● Problem to solve
The line containing "Q: Mark a point on every instance of the wet" marks where to begin; quote it and every line after it through the end of the data, exactly as written.

* START Dataset records *

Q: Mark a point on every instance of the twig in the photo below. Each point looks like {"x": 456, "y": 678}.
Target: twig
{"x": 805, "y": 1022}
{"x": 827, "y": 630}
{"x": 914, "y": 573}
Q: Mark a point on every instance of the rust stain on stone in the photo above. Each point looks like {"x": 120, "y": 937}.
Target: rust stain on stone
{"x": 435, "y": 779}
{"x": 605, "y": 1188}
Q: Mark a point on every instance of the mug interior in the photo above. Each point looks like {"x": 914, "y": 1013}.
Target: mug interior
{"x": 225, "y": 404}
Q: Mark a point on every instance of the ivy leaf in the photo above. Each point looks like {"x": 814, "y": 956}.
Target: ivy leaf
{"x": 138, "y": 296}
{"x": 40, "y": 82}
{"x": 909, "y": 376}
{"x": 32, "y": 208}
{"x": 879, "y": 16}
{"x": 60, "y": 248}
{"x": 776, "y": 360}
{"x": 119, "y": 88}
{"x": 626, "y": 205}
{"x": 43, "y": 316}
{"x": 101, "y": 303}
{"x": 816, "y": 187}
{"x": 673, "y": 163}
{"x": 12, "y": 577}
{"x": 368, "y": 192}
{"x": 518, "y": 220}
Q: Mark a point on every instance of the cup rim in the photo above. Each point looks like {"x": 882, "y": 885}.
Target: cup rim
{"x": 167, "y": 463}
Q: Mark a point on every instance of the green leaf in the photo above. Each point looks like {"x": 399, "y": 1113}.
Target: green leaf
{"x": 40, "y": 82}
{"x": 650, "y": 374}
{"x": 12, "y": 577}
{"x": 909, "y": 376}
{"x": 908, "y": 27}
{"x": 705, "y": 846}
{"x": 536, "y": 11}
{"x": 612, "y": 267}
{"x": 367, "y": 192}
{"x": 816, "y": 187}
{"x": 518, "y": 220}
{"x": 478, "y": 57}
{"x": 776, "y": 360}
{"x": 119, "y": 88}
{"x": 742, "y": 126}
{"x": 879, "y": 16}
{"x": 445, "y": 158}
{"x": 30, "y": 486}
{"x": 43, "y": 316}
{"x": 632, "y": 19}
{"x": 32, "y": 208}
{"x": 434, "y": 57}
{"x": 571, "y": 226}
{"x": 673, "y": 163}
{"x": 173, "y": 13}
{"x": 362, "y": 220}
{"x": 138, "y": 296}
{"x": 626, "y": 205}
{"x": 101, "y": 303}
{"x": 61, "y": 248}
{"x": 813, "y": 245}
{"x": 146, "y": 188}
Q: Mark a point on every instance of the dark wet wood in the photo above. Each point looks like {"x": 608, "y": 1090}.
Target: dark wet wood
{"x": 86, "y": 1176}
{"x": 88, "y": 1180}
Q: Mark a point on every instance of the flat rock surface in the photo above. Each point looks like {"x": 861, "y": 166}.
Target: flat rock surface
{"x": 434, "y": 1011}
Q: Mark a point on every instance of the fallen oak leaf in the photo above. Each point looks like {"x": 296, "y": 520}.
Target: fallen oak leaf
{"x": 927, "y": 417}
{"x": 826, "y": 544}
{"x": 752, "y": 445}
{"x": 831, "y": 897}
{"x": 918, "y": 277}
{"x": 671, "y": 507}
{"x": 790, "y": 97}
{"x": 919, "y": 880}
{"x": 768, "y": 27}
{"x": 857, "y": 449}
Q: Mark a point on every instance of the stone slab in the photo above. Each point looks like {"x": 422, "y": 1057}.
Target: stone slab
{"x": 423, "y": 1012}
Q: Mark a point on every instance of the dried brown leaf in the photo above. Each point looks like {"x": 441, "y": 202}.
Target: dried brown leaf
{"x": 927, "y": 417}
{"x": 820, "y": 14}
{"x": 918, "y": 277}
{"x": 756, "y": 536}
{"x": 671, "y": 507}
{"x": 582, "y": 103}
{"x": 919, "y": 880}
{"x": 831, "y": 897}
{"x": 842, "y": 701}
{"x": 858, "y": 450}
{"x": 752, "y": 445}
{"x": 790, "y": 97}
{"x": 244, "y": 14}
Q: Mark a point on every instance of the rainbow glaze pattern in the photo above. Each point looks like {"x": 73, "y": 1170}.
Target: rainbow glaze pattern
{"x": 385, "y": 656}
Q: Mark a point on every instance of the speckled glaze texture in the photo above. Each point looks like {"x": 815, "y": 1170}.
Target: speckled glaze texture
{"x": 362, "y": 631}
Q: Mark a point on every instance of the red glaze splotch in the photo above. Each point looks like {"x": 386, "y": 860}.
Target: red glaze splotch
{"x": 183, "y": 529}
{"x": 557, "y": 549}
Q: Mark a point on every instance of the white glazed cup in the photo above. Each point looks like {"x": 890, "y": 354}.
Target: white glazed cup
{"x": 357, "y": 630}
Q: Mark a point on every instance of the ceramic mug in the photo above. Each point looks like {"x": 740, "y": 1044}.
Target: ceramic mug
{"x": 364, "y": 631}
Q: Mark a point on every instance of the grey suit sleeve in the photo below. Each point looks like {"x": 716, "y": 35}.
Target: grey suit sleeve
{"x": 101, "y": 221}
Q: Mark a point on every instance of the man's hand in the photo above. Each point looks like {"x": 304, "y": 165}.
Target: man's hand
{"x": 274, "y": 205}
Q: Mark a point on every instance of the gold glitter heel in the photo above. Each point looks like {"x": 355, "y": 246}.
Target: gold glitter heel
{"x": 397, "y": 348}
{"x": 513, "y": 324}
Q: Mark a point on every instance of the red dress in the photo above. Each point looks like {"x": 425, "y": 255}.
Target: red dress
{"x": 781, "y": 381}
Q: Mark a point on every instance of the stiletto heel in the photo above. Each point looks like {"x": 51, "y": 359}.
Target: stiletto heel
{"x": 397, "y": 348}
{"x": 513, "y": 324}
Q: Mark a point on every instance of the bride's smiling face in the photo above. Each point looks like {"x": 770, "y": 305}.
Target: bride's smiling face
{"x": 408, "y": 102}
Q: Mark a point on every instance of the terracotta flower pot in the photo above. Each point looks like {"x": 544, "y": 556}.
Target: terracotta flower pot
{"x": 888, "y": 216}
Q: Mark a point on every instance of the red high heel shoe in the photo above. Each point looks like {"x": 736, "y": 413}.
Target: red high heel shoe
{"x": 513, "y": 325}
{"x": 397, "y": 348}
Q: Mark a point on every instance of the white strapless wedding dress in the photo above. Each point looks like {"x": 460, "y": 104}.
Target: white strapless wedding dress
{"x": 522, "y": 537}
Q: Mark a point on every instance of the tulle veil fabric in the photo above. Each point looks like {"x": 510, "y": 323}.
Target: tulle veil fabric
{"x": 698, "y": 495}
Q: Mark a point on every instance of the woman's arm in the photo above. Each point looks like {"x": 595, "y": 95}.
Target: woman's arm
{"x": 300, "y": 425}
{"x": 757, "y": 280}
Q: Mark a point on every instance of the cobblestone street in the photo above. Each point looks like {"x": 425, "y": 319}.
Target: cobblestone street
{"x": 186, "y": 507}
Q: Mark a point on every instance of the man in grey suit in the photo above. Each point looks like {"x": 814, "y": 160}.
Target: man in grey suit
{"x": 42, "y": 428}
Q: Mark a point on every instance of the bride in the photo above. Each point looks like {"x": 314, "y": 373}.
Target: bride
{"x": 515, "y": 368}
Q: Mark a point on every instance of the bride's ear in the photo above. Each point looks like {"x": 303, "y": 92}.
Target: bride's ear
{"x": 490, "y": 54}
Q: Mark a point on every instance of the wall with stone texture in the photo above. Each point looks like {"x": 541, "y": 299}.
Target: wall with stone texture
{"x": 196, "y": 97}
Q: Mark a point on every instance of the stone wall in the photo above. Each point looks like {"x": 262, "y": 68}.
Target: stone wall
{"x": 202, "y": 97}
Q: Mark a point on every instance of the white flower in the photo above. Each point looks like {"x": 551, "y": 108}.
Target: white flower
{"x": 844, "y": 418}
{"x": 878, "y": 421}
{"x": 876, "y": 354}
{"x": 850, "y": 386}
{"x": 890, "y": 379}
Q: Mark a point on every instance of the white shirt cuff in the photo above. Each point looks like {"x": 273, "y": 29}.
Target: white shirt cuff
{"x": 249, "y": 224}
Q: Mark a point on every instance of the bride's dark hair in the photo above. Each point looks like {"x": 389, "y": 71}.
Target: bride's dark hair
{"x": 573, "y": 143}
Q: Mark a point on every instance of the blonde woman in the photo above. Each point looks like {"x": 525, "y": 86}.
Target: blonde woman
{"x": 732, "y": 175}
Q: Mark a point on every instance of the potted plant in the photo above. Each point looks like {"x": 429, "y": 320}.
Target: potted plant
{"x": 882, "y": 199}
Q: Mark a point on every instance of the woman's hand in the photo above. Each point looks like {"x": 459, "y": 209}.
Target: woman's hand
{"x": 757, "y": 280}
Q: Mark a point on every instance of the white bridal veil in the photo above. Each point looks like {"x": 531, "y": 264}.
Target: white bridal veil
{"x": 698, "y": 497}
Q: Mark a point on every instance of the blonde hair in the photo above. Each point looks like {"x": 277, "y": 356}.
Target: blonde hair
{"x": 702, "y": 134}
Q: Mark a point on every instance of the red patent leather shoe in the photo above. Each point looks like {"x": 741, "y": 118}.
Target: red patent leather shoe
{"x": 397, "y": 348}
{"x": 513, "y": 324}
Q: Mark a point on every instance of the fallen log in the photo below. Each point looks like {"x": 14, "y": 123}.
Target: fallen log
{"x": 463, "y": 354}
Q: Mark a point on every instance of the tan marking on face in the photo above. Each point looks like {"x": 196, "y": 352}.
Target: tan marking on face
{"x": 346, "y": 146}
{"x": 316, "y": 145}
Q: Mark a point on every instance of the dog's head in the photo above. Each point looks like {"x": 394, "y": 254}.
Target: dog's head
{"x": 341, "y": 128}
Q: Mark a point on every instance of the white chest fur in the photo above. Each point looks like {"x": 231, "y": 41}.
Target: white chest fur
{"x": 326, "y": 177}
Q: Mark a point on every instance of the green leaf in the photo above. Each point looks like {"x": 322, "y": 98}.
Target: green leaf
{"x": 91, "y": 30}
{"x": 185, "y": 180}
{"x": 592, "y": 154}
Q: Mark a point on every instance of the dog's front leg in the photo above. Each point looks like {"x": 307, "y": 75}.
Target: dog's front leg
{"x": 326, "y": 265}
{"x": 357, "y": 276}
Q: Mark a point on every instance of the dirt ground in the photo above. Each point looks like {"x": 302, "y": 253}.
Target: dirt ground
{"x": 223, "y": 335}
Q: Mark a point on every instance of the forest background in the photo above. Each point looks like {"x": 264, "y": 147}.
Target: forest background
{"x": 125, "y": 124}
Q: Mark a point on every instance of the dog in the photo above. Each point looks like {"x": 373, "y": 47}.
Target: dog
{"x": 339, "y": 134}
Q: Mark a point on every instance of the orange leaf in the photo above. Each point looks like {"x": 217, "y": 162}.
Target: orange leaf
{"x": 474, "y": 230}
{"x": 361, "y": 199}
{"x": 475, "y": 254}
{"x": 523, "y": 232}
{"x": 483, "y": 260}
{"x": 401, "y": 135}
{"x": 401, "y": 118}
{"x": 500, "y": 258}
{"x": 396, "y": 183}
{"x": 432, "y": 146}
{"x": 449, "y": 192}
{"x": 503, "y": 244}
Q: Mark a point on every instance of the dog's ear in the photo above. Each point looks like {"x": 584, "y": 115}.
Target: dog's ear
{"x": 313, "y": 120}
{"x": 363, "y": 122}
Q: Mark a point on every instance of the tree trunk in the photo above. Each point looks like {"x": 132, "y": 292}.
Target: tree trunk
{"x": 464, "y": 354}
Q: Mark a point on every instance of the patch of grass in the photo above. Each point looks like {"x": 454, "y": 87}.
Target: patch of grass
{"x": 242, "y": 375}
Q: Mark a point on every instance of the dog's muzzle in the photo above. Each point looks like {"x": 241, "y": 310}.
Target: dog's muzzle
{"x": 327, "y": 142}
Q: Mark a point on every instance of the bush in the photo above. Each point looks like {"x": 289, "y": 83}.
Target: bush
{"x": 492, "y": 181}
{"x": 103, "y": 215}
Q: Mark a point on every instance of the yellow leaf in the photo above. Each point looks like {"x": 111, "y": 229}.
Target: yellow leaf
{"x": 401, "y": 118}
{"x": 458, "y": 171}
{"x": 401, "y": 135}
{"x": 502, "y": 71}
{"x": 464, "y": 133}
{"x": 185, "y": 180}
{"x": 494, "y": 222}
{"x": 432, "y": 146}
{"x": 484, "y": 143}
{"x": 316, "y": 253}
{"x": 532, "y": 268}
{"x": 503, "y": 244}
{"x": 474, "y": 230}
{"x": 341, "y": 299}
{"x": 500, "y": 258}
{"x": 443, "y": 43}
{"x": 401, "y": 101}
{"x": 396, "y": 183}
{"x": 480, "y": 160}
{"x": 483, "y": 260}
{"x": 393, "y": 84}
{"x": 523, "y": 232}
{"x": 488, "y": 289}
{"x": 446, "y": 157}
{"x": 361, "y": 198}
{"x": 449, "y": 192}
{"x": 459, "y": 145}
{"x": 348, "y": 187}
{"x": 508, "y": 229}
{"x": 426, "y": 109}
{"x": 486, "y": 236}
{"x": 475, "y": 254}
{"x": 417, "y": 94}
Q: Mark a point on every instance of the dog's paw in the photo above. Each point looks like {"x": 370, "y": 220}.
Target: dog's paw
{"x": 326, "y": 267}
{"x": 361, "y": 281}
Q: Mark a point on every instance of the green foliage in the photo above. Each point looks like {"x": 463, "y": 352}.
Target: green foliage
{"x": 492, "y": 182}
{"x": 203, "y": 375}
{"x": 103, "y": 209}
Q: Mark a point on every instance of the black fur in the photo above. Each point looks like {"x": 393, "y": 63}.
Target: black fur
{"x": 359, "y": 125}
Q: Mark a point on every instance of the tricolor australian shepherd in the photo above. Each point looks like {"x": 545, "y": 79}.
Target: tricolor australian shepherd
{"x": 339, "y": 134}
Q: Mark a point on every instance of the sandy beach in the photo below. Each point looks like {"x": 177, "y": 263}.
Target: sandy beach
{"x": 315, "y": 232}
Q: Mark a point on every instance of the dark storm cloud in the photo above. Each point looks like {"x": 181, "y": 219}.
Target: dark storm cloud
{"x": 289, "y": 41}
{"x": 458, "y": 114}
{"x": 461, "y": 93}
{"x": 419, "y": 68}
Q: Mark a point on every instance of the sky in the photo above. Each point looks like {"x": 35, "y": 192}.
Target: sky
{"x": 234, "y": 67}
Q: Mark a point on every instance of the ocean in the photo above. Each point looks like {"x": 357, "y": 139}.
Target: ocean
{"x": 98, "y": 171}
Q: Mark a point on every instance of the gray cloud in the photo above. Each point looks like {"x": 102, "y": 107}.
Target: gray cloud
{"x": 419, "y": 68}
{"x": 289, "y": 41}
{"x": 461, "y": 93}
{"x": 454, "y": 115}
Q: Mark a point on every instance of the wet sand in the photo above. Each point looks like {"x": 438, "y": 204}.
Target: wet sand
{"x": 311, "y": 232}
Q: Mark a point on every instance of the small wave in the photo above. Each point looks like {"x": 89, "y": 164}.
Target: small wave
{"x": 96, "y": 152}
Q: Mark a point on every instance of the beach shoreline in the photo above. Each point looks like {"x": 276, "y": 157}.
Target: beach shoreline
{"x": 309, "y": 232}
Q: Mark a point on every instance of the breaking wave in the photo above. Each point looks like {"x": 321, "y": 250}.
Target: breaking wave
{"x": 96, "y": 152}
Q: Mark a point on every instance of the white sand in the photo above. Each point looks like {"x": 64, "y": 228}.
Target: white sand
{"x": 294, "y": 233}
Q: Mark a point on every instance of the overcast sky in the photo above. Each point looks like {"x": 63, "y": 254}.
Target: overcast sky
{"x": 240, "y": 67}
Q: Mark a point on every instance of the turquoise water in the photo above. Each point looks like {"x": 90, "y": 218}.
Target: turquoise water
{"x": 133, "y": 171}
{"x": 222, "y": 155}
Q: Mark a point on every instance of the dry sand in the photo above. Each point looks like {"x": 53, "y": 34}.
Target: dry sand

* END Dataset records *

● Task response
Q: Mark a point on every instance of the wet sand in the photo above. Each point looks like {"x": 438, "y": 204}.
Target: wet sand
{"x": 311, "y": 232}
Q: Mark a point on every instance of the small wave in the photo above. Each point looks like {"x": 89, "y": 164}.
Target: small wave
{"x": 96, "y": 152}
Q: Mark a point on every instance of the beach shoreline in the photo above. Each point looks like {"x": 276, "y": 157}.
Target: beach shoreline
{"x": 309, "y": 232}
Q: Mark a point on every instance of the breaking wave in the photo above. Each point looks like {"x": 321, "y": 250}.
Target: breaking wave
{"x": 96, "y": 152}
Q: Mark a point on every instance of the white sand in the photo above. Each point looks like {"x": 64, "y": 228}.
Target: white sand
{"x": 294, "y": 233}
Q: Mark a point on every instance of the overcast sky in the photo above. Each point looks like {"x": 63, "y": 254}.
Target: overcast sky
{"x": 240, "y": 67}
Q: Mark a point on every instance of the turquoise water in the photo above. Each point looks like {"x": 90, "y": 218}.
Target: turquoise water
{"x": 133, "y": 171}
{"x": 222, "y": 155}
Q: Mark a point on every instance of the dry sand in the photo above. Each point looks like {"x": 53, "y": 34}.
Target: dry sand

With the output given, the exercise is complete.